_Written exercise_
Which lines in the records below contain the word "faint", matching case? Copy each of those lines in full.

_Listing_
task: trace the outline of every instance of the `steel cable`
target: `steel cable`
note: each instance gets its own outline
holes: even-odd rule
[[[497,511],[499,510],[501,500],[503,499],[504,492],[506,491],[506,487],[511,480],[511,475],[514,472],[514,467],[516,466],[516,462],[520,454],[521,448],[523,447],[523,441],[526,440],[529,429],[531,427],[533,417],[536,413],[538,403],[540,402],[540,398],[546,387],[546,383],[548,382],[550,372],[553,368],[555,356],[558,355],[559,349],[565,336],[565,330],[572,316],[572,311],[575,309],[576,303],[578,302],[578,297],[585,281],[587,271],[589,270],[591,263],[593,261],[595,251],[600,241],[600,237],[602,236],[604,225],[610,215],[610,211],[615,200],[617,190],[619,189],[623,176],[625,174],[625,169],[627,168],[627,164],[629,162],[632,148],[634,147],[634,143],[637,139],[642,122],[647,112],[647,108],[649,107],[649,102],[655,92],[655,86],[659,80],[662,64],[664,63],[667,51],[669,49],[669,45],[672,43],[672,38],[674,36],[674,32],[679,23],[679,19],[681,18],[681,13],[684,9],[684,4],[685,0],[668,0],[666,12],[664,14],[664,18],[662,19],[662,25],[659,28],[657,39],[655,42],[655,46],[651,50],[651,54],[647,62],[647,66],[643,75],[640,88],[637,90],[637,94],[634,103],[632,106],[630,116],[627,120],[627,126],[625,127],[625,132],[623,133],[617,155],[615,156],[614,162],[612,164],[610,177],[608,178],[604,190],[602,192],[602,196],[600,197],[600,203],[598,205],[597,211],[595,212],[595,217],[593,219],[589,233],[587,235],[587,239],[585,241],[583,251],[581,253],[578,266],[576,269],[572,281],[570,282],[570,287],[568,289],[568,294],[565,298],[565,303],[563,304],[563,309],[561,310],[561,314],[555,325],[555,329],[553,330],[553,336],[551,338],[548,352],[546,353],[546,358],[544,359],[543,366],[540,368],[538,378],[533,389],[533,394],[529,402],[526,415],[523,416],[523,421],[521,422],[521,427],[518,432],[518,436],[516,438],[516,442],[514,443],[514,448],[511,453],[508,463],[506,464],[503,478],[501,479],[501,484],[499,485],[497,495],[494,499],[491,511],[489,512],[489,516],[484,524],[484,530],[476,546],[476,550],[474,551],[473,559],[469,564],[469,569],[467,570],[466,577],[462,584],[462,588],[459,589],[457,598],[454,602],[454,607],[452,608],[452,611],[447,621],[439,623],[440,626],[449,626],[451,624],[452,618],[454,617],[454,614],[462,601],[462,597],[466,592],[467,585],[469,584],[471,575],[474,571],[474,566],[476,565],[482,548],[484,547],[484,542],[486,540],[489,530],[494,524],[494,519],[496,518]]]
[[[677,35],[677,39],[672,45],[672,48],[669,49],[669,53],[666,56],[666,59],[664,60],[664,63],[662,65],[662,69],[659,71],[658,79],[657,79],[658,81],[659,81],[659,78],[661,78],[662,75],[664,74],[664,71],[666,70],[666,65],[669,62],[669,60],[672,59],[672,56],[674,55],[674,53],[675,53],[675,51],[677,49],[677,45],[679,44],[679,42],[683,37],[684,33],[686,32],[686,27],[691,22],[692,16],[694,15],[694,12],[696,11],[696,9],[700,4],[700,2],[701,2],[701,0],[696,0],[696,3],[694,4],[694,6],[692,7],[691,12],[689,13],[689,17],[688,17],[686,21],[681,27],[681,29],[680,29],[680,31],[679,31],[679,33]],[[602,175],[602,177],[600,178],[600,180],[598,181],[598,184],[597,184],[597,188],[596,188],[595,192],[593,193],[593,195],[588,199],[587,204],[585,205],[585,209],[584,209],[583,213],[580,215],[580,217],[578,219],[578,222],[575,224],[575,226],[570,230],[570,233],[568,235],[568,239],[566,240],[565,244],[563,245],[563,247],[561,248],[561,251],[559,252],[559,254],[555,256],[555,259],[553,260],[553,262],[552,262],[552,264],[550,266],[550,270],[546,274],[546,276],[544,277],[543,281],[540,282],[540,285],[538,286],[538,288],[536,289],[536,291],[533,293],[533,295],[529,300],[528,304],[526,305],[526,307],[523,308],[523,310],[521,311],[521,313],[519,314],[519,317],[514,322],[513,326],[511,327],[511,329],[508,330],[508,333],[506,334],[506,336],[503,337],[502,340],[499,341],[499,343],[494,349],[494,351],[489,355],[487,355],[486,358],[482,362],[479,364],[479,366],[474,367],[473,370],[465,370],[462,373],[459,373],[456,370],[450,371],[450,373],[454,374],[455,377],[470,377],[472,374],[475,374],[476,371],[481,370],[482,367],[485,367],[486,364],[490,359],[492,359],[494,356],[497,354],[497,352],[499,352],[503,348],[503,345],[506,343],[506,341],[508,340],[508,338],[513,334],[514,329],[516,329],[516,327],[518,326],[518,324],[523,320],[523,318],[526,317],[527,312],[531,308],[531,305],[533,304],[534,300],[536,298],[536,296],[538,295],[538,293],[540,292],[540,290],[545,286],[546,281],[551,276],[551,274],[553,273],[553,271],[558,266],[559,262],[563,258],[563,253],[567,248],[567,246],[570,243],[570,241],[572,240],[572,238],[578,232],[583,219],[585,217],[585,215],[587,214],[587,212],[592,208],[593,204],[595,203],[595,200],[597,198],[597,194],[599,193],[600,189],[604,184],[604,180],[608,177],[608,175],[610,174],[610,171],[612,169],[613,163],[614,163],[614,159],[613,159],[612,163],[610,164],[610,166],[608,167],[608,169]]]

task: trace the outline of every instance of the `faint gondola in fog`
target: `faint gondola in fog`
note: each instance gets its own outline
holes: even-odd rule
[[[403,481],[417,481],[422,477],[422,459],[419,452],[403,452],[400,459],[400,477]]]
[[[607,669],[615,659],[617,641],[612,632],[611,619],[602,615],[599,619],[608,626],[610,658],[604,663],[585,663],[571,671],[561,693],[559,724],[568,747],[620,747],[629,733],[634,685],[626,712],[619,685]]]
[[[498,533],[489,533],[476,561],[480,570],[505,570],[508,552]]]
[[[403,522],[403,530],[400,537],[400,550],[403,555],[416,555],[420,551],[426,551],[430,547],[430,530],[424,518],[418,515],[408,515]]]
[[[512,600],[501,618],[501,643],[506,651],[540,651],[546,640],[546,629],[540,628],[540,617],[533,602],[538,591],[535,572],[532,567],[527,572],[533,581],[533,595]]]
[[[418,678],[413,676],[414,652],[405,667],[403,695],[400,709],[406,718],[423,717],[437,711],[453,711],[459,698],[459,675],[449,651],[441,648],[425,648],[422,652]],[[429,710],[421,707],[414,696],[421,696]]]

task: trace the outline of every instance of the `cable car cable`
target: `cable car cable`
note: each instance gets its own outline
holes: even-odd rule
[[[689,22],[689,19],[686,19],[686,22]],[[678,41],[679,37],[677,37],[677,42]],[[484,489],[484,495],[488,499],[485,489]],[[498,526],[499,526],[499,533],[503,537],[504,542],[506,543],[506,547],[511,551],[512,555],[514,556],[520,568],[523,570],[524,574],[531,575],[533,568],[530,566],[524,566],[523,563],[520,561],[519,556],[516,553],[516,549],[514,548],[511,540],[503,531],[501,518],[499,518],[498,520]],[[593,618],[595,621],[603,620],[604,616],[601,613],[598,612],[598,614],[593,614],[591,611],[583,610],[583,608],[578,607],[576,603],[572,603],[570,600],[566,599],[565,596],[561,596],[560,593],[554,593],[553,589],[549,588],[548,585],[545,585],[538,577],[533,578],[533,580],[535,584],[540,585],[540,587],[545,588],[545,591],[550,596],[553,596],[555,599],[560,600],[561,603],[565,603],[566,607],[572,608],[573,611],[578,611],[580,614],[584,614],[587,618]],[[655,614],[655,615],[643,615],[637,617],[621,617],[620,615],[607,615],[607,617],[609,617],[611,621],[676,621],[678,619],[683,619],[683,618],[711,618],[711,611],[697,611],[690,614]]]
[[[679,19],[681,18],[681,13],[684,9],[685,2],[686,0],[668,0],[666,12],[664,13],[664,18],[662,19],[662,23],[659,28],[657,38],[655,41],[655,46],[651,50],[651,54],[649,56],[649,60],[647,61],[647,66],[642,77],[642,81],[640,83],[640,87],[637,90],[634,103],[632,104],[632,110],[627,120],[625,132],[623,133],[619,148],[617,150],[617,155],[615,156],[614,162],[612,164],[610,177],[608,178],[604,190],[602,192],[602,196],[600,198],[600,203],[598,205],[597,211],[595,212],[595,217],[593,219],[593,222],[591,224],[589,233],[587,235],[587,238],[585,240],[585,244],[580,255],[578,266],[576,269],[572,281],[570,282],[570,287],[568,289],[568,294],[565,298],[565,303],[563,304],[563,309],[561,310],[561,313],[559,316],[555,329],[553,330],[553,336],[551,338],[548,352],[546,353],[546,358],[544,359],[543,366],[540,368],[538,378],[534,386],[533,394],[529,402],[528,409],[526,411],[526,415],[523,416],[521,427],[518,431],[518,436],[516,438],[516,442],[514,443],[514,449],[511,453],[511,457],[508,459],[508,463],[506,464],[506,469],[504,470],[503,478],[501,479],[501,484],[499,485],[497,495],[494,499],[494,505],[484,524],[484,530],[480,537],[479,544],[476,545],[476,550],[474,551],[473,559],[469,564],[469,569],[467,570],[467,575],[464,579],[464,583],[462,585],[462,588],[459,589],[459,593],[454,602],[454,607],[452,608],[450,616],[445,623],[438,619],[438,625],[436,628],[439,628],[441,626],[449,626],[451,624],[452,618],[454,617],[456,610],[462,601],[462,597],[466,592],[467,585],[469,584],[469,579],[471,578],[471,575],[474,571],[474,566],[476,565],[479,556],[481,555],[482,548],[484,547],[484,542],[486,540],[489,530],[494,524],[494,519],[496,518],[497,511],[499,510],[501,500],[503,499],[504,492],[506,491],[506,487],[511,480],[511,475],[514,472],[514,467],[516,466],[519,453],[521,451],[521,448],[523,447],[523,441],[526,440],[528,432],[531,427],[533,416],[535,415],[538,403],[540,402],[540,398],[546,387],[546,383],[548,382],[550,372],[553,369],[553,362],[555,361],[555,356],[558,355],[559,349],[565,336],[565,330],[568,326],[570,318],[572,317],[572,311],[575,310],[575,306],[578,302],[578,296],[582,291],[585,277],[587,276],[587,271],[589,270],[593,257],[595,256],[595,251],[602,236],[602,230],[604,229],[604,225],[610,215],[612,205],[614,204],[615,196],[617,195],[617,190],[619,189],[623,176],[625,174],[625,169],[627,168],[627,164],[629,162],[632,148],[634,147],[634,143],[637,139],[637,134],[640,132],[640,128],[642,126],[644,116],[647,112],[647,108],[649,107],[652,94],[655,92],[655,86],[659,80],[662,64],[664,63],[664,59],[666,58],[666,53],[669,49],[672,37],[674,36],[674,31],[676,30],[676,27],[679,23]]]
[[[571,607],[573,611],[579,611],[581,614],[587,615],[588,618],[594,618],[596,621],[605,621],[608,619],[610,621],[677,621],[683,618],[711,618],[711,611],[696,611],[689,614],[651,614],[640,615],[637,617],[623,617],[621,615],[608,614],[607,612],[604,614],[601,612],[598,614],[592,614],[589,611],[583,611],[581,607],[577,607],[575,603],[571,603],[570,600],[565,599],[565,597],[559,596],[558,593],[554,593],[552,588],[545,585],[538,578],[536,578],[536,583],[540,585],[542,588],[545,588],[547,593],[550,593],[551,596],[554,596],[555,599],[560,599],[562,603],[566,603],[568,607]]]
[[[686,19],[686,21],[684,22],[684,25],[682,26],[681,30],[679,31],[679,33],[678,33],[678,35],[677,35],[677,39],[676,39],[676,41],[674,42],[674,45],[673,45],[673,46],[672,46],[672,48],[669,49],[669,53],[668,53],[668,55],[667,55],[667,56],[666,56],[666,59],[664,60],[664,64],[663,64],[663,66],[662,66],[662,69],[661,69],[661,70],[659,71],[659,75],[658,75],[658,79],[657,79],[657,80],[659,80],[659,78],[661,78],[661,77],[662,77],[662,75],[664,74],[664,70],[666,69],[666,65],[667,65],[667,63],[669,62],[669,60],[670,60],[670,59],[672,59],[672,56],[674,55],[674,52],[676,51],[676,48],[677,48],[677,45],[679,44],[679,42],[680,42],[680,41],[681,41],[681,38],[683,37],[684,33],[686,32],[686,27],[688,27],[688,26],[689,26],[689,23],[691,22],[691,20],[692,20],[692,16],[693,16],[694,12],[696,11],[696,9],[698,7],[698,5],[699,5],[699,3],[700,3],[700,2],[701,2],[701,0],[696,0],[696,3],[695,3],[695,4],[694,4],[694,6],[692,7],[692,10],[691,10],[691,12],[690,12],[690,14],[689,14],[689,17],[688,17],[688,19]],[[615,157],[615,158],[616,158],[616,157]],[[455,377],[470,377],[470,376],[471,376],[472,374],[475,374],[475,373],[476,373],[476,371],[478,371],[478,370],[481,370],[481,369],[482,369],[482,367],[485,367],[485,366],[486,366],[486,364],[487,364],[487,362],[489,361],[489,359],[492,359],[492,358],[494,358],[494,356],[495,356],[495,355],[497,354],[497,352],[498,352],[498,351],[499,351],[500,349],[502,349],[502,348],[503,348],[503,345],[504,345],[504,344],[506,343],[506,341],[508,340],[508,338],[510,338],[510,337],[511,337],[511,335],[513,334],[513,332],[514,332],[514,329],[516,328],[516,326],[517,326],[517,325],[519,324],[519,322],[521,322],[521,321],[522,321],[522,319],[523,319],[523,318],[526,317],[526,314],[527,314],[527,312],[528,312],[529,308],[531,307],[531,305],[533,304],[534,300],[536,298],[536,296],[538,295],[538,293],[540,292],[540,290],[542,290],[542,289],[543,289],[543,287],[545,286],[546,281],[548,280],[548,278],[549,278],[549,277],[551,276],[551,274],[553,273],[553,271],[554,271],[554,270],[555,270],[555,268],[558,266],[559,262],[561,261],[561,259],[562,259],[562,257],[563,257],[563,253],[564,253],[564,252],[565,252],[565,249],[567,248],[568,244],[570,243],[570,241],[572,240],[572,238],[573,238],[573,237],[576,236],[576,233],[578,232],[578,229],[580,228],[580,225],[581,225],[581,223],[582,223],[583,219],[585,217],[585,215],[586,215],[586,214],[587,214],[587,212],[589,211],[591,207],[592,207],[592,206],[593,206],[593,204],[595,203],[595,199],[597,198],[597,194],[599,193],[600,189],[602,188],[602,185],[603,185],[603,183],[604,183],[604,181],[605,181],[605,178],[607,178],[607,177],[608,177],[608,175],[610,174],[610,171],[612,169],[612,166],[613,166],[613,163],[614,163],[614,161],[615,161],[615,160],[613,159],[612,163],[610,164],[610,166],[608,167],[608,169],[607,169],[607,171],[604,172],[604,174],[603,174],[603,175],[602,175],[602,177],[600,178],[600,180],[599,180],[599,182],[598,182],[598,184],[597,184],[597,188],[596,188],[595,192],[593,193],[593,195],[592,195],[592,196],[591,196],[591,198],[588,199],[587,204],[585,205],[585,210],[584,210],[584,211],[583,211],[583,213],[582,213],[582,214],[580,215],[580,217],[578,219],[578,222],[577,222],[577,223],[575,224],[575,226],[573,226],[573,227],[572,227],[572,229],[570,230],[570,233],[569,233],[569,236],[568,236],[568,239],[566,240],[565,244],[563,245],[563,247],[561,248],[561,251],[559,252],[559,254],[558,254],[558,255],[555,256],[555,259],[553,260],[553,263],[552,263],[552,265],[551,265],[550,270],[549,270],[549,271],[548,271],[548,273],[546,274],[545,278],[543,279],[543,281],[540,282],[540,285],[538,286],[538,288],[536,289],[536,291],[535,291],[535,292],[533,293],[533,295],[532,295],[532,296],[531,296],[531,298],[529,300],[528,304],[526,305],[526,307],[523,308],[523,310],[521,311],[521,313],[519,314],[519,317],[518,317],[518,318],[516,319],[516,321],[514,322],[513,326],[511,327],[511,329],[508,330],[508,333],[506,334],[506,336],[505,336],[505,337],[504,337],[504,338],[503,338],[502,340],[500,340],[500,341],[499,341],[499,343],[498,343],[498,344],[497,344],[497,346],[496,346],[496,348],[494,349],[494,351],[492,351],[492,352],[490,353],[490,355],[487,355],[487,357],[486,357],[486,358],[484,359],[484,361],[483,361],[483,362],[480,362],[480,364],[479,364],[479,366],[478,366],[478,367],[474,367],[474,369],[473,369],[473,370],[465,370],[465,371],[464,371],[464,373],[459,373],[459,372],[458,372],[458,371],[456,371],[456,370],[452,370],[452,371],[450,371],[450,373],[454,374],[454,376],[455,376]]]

_Solution to the problem_
task: trace the outline of every instance of the `faint gondola in fog`
target: `faint gondola in fog`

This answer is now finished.